-- Start --
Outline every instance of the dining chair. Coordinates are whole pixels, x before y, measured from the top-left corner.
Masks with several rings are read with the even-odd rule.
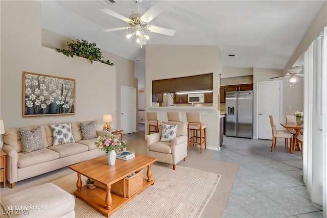
[[[295,123],[295,117],[293,115],[287,115],[285,116],[286,118],[286,123]],[[295,135],[296,134],[296,130],[293,129],[286,129],[286,130],[289,131],[290,133]],[[287,148],[288,145],[288,139],[285,138],[285,148]]]
[[[301,150],[301,157],[303,159],[303,135],[297,135],[297,136],[295,138],[296,140],[296,143],[298,143],[300,146],[300,149]],[[294,154],[294,151],[295,151],[295,147],[293,149],[293,153]]]
[[[147,112],[148,124],[149,129],[149,135],[151,133],[159,132],[159,128],[161,126],[159,122],[159,116],[157,112]],[[154,130],[151,130],[151,128],[154,127]]]
[[[167,111],[167,118],[168,118],[168,121],[182,122],[182,117],[180,112]]]
[[[195,146],[200,146],[200,153],[202,153],[202,144],[206,149],[206,125],[201,122],[201,113],[198,112],[186,112],[188,120],[188,149],[190,144]],[[199,135],[198,133],[199,132]]]
[[[276,123],[275,123],[275,119],[274,116],[272,115],[269,115],[269,119],[270,119],[270,125],[271,126],[271,130],[272,131],[272,144],[271,145],[271,152],[274,151],[274,149],[276,147],[276,142],[277,141],[277,138],[289,138],[291,146],[291,154],[292,151],[292,142],[293,142],[293,135],[291,134],[287,130],[276,130]]]

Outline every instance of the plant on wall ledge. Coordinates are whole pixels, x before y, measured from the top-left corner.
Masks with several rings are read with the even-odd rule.
[[[103,58],[100,49],[97,47],[97,44],[95,43],[89,43],[87,41],[82,39],[80,41],[78,39],[67,42],[67,45],[69,48],[68,50],[55,49],[58,52],[62,52],[62,54],[67,57],[71,56],[72,58],[74,55],[78,57],[82,57],[89,60],[91,63],[93,61],[99,61],[113,66],[113,63],[110,62],[109,60],[106,61],[102,60]]]

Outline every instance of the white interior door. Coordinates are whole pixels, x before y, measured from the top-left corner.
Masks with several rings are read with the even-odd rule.
[[[273,115],[276,129],[279,129],[281,82],[258,82],[258,136],[262,139],[272,139],[269,115]]]
[[[121,127],[124,134],[136,131],[136,89],[121,87]]]

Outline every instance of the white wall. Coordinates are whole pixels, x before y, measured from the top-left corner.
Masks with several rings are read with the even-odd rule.
[[[42,29],[42,45],[43,46],[53,49],[55,48],[67,49],[67,42],[73,39],[72,39],[48,30]],[[134,76],[134,61],[104,50],[102,50],[101,52],[104,57],[103,60],[110,60],[111,63],[114,63],[115,68],[116,75],[115,80],[113,80],[113,78],[107,80],[106,86],[111,86],[113,83],[118,85],[115,86],[116,88],[114,92],[108,92],[108,94],[111,93],[111,94],[113,94],[118,95],[116,96],[117,98],[115,102],[117,105],[116,114],[115,116],[112,117],[112,119],[113,122],[116,123],[116,126],[114,127],[114,128],[121,129],[121,86],[124,86],[137,88],[137,78],[135,78]],[[136,97],[135,96],[135,98]],[[137,108],[137,105],[136,105]],[[136,116],[136,117],[137,116]],[[138,125],[136,120],[135,120],[135,123],[136,124],[136,129],[137,129]],[[113,127],[114,127],[113,126]]]
[[[213,72],[213,108],[202,111],[201,118],[202,122],[207,125],[207,146],[214,150],[218,150],[219,144],[218,89],[219,70],[222,68],[220,53],[217,46],[148,44],[146,47],[146,110],[161,113],[160,121],[167,120],[166,111],[162,108],[152,107],[152,80]]]
[[[252,68],[223,66],[221,78],[227,78],[229,77],[243,77],[253,75],[253,71]]]
[[[42,46],[38,2],[1,1],[1,115],[6,129],[93,119],[98,124],[97,129],[102,129],[103,114],[119,117],[120,98],[116,94],[120,84],[116,81],[124,83],[122,81],[126,77],[126,80],[133,81],[128,82],[129,84],[134,83],[137,87],[137,80],[133,77],[130,79],[128,72],[118,75],[117,66],[97,62],[90,64],[87,59],[67,57]],[[119,63],[119,57],[110,60]],[[22,117],[23,71],[75,79],[76,114]],[[130,71],[133,74],[133,67]],[[119,128],[120,122],[114,118],[110,125]]]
-- End --
**TO DO:** Rewrite the data as a numbered list, starting at the line that contains "Outline every instance of the white wall." and running through the final line of the data, with both ends included and blank lines omitted.

**CORRECT ANSWER:**
1. Outline every instance of the white wall. Coordinates are whole pixels, x before y, measured from the top-left corner.
2. Masks with several rings are read with the even-odd rule.
3. [[[42,29],[42,45],[43,46],[53,49],[55,48],[67,49],[67,42],[73,39],[72,39],[48,30]],[[134,76],[134,61],[104,50],[102,50],[101,52],[104,57],[103,60],[110,60],[111,63],[114,63],[115,68],[116,75],[115,80],[113,80],[113,78],[107,80],[106,86],[111,86],[113,83],[118,85],[115,86],[116,88],[114,92],[108,92],[108,94],[111,93],[111,94],[113,94],[118,95],[116,96],[117,98],[115,102],[117,105],[116,114],[115,116],[112,117],[112,119],[113,122],[116,123],[116,126],[114,127],[114,128],[121,129],[121,86],[124,86],[137,88],[137,78],[135,78]],[[136,97],[135,96],[135,98]],[[137,108],[137,105],[136,105]],[[136,116],[136,117],[137,116]],[[138,125],[136,120],[135,120],[135,123],[136,124],[136,129],[137,129]],[[113,127],[114,127],[113,126]]]
4. [[[213,72],[213,108],[202,111],[201,118],[202,122],[207,125],[207,146],[214,150],[218,150],[219,144],[218,89],[219,70],[222,68],[220,53],[217,46],[148,44],[146,47],[146,110],[161,113],[160,121],[167,120],[166,111],[162,108],[152,107],[152,80]]]
5. [[[252,68],[223,66],[221,78],[227,78],[229,77],[243,77],[253,75],[253,71]]]
6. [[[42,46],[38,2],[1,1],[1,115],[6,129],[93,119],[98,124],[97,129],[102,129],[103,114],[119,117],[120,98],[116,94],[120,84],[116,81],[124,83],[122,81],[126,77],[126,80],[133,81],[128,82],[129,84],[134,83],[137,87],[137,80],[133,77],[130,79],[128,72],[118,75],[117,66],[97,62],[90,64],[87,59],[67,57]],[[119,63],[119,57],[110,60]],[[22,117],[23,71],[75,79],[76,114]],[[130,71],[133,74],[133,67]],[[119,128],[120,122],[114,118],[110,125]]]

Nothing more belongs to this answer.